EXERCISE AIM
Below, write out word for word the lines from the one with "the wood panel" to the one with "column 672, row 1217", both included, and nothing else.

INFORMATION SUPPLIED
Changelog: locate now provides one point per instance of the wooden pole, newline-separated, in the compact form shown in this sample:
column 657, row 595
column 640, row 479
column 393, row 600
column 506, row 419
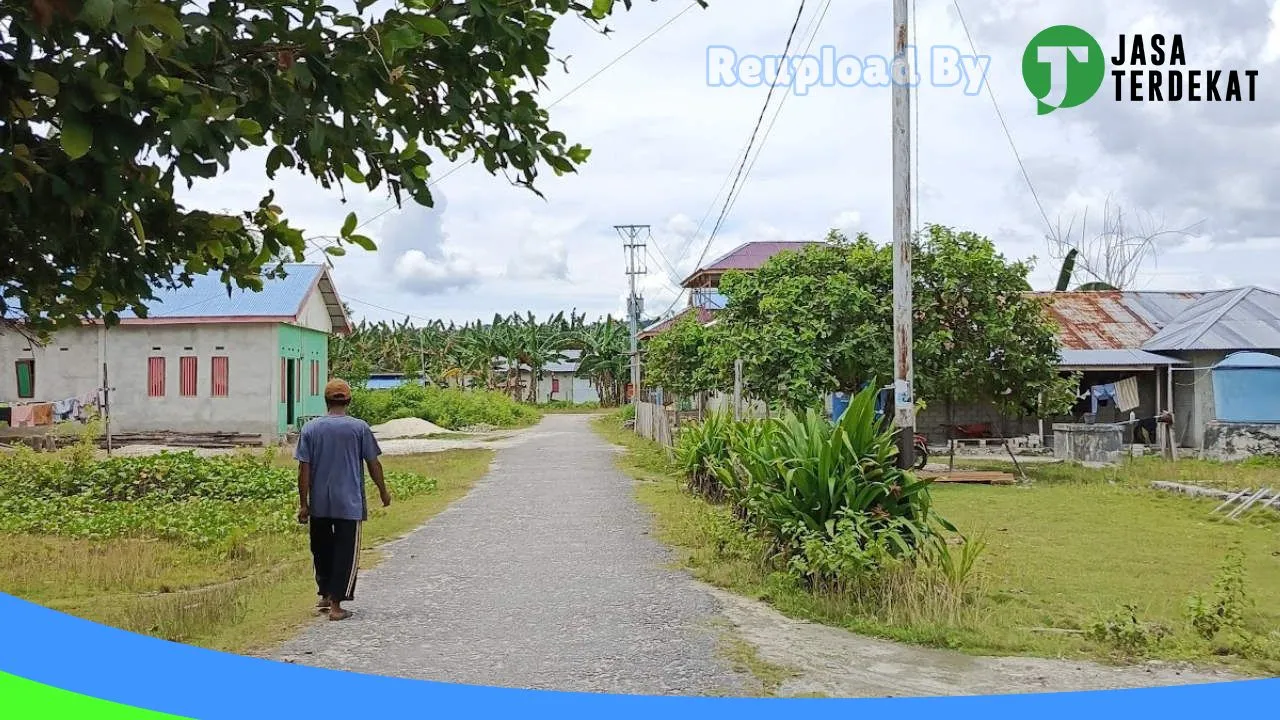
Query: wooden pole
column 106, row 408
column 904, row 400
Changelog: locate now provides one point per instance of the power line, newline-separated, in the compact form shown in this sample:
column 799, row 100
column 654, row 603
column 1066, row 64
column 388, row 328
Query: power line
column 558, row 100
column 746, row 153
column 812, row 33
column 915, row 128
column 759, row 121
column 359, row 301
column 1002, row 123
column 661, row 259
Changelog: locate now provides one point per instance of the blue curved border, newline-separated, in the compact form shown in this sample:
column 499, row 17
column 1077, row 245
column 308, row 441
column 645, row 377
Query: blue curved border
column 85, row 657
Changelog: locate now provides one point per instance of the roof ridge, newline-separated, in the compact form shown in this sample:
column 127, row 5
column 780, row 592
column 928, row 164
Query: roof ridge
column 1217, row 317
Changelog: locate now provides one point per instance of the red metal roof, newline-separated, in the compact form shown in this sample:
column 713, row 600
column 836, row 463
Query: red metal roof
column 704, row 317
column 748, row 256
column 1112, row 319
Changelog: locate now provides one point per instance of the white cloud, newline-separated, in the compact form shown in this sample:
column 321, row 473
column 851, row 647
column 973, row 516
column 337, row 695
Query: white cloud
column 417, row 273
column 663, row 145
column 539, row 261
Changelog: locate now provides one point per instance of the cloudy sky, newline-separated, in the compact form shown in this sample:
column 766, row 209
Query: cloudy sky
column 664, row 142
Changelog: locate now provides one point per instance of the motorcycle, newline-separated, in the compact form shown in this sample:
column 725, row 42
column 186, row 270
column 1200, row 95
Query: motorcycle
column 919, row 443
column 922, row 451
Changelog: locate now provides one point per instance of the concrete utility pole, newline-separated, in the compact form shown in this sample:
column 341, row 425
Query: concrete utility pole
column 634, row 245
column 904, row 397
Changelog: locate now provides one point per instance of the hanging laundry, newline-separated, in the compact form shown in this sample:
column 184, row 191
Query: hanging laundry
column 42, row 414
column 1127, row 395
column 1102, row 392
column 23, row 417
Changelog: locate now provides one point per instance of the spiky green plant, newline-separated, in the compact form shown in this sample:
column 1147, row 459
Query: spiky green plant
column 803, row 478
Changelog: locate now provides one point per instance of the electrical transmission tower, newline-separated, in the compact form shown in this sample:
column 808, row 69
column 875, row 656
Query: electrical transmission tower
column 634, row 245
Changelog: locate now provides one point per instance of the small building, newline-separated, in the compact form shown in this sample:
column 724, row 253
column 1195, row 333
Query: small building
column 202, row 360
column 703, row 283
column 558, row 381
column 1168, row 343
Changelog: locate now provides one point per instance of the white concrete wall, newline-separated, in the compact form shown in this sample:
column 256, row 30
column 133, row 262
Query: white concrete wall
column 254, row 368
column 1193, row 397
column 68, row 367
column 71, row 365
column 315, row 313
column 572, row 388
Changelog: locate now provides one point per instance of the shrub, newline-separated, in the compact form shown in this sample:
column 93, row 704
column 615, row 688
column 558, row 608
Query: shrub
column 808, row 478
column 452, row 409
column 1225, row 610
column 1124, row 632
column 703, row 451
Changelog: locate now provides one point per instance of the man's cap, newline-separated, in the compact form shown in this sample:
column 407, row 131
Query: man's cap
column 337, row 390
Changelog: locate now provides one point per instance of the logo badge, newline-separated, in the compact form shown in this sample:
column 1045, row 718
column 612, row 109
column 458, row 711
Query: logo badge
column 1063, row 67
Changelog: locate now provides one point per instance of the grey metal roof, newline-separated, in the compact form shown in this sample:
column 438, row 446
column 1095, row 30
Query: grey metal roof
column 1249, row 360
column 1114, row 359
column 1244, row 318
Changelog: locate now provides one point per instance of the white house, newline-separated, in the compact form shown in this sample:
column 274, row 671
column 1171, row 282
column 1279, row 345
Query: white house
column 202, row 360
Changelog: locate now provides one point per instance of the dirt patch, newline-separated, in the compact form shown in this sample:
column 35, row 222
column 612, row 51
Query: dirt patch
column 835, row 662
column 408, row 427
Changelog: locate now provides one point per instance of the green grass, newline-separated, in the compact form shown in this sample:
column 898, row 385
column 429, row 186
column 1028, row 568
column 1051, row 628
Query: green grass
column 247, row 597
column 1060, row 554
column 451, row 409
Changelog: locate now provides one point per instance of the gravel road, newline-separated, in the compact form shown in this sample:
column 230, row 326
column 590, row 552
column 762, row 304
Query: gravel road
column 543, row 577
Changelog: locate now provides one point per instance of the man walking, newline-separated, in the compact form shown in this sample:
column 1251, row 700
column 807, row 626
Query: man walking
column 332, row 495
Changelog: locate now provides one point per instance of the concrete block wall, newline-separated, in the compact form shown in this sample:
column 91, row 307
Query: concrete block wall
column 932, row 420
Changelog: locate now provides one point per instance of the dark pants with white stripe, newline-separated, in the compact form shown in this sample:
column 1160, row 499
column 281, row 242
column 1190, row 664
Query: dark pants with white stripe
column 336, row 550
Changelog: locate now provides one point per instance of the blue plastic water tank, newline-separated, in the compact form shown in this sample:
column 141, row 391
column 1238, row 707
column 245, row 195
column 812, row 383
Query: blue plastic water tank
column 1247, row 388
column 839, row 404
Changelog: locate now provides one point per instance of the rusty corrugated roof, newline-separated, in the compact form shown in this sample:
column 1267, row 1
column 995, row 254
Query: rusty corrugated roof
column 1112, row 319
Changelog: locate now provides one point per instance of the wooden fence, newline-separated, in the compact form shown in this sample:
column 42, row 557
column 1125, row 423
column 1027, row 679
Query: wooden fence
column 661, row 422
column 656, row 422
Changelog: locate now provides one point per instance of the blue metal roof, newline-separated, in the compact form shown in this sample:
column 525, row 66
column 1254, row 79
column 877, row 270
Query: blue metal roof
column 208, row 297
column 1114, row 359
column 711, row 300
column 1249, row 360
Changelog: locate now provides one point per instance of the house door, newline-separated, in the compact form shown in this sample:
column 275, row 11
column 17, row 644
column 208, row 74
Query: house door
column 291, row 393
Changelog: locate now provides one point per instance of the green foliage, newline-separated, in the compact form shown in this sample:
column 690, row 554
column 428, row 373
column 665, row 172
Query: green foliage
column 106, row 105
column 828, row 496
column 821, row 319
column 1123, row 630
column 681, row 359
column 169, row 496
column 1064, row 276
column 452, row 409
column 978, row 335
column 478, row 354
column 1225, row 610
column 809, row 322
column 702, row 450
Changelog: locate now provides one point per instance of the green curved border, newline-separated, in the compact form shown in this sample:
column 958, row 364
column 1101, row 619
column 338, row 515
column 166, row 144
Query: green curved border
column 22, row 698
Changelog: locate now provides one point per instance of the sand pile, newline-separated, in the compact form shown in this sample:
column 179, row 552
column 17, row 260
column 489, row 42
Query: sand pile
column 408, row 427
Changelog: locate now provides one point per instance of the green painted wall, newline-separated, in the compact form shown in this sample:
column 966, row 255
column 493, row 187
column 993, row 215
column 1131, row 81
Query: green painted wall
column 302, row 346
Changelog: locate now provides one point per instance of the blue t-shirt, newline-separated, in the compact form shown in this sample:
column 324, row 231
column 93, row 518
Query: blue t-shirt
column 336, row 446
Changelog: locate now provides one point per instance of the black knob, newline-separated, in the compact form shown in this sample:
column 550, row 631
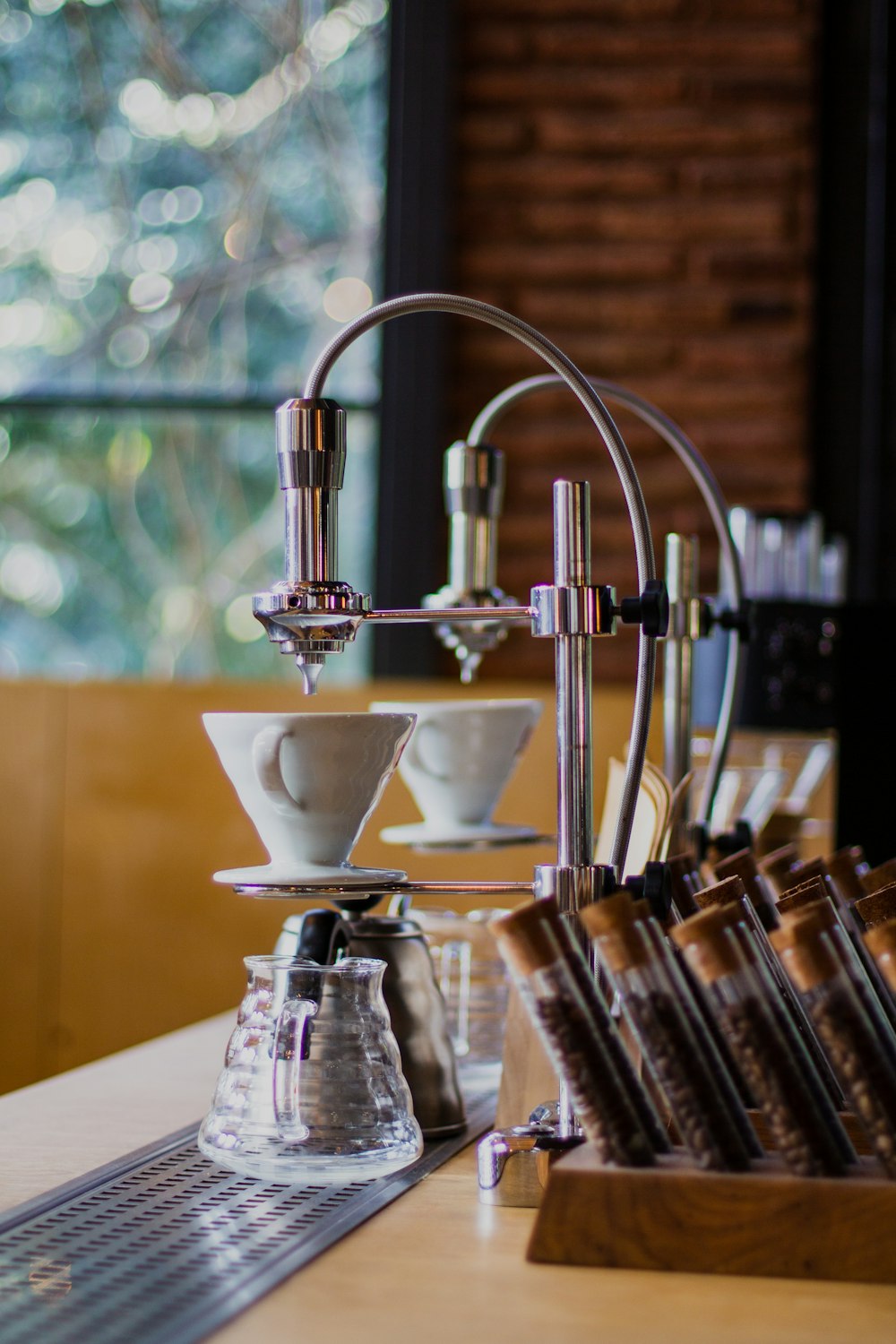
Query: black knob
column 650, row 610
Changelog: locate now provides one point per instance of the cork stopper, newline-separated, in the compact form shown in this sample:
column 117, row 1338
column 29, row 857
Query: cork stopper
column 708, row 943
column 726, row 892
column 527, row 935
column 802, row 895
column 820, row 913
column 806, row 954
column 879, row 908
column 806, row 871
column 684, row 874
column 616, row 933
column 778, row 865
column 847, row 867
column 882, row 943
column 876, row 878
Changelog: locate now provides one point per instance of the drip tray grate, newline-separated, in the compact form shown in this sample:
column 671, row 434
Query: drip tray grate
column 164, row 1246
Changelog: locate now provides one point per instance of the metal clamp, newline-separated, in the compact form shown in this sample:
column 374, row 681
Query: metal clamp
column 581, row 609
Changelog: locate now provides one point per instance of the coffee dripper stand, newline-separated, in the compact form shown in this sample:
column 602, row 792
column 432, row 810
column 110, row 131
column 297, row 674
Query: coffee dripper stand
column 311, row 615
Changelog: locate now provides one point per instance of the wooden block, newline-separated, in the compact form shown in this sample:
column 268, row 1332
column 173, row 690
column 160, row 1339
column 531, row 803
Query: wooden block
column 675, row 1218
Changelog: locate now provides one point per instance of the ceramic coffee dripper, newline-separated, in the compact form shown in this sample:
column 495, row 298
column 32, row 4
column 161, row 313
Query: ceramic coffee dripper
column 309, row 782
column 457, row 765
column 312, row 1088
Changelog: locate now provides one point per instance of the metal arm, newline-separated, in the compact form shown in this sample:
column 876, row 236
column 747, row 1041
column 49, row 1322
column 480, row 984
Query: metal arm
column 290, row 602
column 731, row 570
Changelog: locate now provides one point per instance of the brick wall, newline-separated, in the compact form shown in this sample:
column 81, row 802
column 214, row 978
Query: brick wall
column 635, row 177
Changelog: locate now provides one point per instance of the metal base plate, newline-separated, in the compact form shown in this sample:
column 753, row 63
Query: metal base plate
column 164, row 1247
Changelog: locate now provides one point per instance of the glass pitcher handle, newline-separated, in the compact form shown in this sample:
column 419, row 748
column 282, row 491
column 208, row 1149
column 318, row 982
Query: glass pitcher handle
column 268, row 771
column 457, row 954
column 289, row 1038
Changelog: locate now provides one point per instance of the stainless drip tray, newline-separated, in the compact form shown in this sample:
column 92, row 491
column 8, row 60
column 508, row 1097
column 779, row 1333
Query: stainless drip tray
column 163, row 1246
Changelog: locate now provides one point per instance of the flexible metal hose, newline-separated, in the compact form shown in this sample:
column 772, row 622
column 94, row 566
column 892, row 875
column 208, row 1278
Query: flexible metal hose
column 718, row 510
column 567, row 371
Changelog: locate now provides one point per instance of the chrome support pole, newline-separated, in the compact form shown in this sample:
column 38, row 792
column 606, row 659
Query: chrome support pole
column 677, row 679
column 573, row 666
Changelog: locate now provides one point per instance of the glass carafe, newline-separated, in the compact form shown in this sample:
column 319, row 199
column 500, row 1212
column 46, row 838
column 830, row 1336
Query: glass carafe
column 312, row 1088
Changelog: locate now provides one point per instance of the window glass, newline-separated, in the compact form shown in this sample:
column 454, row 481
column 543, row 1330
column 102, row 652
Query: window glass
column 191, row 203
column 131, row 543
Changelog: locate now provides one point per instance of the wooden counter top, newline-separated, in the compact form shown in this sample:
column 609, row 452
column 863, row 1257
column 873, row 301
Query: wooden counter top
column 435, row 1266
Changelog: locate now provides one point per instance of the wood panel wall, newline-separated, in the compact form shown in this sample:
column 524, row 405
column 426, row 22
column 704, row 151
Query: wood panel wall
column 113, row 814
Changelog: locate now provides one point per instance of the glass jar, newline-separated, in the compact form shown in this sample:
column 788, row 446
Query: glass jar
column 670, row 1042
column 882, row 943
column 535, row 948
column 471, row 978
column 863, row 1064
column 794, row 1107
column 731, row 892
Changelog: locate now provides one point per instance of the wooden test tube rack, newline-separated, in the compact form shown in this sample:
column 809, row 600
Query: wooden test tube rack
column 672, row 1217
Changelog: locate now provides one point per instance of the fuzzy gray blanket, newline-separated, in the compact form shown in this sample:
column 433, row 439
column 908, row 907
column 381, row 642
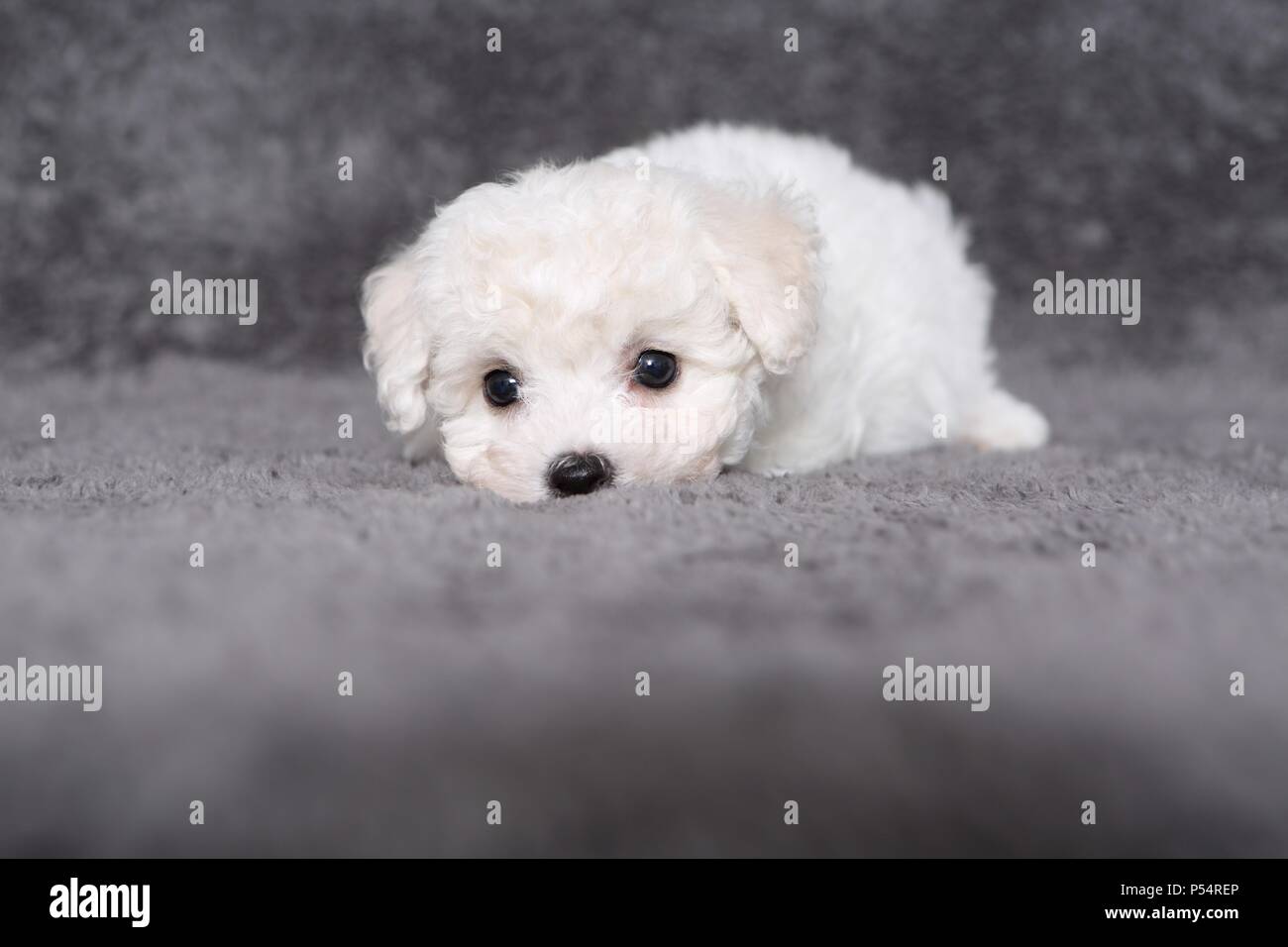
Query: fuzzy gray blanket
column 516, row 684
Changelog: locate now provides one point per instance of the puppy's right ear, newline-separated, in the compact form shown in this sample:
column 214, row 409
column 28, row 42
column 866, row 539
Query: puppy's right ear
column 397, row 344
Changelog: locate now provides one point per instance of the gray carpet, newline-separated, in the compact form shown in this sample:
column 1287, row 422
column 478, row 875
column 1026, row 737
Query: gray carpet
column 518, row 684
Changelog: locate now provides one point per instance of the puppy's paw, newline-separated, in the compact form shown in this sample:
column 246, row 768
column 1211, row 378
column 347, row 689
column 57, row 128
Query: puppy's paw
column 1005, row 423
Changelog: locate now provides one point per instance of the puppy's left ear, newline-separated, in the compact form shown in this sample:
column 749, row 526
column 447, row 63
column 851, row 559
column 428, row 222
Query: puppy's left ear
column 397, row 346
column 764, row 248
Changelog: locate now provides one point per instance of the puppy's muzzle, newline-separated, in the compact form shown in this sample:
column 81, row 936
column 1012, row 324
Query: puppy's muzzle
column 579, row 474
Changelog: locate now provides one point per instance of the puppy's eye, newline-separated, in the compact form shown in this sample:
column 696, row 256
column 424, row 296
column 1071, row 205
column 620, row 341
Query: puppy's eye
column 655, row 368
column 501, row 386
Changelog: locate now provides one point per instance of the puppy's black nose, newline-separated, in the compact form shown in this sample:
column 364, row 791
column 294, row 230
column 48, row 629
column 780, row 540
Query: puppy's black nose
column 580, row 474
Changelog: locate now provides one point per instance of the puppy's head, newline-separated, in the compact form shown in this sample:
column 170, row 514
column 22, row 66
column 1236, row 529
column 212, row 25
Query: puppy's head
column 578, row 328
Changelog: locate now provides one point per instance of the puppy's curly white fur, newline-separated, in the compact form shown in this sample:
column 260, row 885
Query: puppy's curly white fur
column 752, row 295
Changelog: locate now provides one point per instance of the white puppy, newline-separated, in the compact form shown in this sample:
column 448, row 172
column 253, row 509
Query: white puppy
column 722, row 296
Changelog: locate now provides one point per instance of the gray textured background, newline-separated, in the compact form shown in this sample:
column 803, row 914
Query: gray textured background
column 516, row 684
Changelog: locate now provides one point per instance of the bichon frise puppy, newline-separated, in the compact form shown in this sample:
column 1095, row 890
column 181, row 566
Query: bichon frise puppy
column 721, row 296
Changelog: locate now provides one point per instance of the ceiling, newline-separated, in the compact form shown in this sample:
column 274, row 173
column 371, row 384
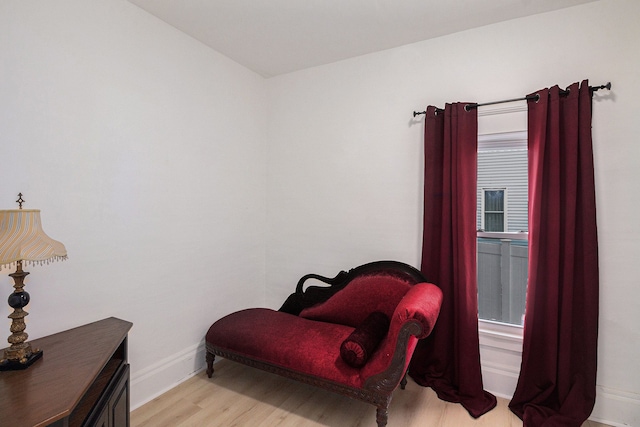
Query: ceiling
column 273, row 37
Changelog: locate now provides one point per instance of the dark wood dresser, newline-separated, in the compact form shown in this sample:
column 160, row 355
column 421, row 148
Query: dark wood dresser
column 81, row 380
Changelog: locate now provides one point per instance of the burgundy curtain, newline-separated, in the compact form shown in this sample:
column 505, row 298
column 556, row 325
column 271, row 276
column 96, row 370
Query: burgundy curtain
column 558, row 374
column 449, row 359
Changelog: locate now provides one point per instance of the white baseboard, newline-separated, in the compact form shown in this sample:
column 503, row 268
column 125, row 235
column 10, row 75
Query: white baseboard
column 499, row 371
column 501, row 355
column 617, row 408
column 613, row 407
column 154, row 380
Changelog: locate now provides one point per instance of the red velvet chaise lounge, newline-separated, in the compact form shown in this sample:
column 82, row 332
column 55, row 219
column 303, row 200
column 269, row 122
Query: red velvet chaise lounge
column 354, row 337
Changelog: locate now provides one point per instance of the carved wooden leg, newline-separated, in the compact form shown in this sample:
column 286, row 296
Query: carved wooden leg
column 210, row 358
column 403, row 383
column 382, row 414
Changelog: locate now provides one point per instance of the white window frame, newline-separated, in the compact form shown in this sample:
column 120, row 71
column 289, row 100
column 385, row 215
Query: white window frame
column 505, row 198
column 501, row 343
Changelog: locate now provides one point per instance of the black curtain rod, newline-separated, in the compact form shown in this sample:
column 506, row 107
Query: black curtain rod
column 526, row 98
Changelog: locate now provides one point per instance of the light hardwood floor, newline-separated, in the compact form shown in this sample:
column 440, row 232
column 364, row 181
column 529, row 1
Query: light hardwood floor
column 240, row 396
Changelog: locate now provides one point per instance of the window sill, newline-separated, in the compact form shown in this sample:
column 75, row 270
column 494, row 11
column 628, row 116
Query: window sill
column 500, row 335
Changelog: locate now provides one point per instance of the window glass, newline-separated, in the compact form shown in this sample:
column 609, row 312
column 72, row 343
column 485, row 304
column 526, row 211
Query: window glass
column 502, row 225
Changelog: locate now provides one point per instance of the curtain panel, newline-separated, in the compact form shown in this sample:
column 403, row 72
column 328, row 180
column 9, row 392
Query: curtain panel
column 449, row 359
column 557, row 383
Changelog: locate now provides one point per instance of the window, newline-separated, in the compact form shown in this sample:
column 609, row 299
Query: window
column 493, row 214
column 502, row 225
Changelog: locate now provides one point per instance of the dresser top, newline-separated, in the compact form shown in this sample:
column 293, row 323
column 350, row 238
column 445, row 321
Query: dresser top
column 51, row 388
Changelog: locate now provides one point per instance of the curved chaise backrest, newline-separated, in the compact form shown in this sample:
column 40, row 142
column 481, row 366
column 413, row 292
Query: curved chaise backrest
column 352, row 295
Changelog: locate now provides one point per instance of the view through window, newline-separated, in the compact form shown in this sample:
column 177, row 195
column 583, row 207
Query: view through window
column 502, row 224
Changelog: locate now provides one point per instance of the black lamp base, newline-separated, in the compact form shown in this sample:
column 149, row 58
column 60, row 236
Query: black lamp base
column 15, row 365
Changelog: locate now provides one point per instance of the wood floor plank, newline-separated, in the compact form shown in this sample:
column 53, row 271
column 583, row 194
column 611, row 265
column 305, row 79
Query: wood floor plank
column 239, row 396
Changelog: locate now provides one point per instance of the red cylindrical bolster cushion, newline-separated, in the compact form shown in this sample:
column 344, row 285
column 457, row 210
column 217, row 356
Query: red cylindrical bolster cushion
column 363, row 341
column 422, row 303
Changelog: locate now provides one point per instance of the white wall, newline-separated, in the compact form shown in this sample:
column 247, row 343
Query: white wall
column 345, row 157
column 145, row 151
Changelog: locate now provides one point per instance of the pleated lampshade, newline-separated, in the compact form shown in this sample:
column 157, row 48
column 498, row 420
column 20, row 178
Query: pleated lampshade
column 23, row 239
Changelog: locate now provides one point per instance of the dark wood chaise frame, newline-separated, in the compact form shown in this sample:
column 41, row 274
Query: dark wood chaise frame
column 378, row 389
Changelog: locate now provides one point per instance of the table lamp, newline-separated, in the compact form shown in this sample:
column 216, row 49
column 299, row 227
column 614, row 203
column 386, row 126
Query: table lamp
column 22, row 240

RESPONSE BELOW
Changelog: locate now provides one point per instance of the wood panel wall, newline-separated, in the compact form shown in this sample:
column 524, row 405
column 426, row 22
column 704, row 151
Query: wood panel wall
column 113, row 814
Changelog: locate now provides one point per instance of the glass jar, newline-separated, in the compact form shown in this sample:
column 788, row 446
Query: glass jar
column 670, row 1042
column 882, row 943
column 535, row 948
column 471, row 978
column 863, row 1064
column 794, row 1107
column 731, row 892
Changelog: locate now provides one point per instance of the wooden test tube rack, newline-separated, in the compact form shown in this sample:
column 809, row 600
Query: wooden test tube rack
column 672, row 1217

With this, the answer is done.